Consignes de l'exercice:
- A) Répondez à ces questions sur le texte consacré aux « hotspots » :
(i) En quelle année l'approche des « hotspots » a-t-elle été mise en place ?
(ii) Que fuient les milliers de personnes qui traversent la Méditerranée ?
(iii) Quelle organisation a mené les recherches citées dans le texte ?
- B) Poursuivez le texte sur les « hotspots » après sa dernière phrase.

Texte de lecture:
« Hotspots » : des réfugiés et migrants victimes de violences

L’approche dite des « hotspots » ou « centres de crise » mise en œuvre par l’Europe pour accueillir les réfugiés et migrants dans les principaux pays d’arrivée, tels que l’Italie, a été mise en place en 2015 dans le but d’identifier, d’évaluer et de trier plus rapidement les nouveaux arrivants. Cependant, d’après les recherches d’Amnesty International, en Italie il s’agirait plus dans certains cas de les maltraiter, les tromper et les expulser.

Des milliers de personnes continuent de traverser la Méditerranée, fuyant les persécutions, les conflits et la pauvreté, à la recherche de protection et d’une vie décente en Europe.

L’approche dite des « hotspots » ou « centres de crise », mise en œuvre par l’Europe pour accueillir les réfugiés et migrants dans les principaux pays d’arrivée, tels que l’Italie, a été mise en place en 2015 dans le but d’identifier, d’évaluer et de trier plus rapidement les hommes, femmes et enfants nouvellement arrivés.

Cependant, d’après les recherches d’Amnesty International, en Italie il s’agirait moins dans certains cas de les « identifier, évaluer et trier », mais plutôt de les « maltraiter, les tromper et les expulser ».

[Enregistrements du jeu de données d'annotation par points]
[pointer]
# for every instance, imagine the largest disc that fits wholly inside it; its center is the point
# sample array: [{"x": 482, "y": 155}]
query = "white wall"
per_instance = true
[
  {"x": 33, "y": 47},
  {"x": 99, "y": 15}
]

Réponses aux consignes:
- A)
(i) En 2015.
(ii) Elles fuient les persécutions, les conflits et la pauvreté.
(iii) Amnesty International.

- B)
Alors que des milliers de réfugiés et migrants tentent de traverser l’Italie sans se faire identifier afin de demander asile dans d’autres pays, Amnesty a reçu des témoignages concordants de méthodes coercitives employées par la police italienne dans le but d’obtenir des empreintes digitales, notamment des allégations de coups, de décharges électriques et d’humiliation sexuelle.

L’évaluation précipitée de personnes qui viennent à peine de descendre de bateau et sont encore traumatisées, sans leur donner d’informations ni de conseils adéquats, risque de les priver de la possibilité de demander asile ainsi que des protections auxquelles elles ont droit.

De plus, l’accent mis par l’Europe sur une augmentation des expulsions, qu’importe si cela implique des accords avec des gouvernements bien connus pour leurs violations des droits humains, a pour conséquence le renvoi de personnes vers des endroits où elles risquent d’être exposées à la torture ou à d’autres graves violations des droits humains.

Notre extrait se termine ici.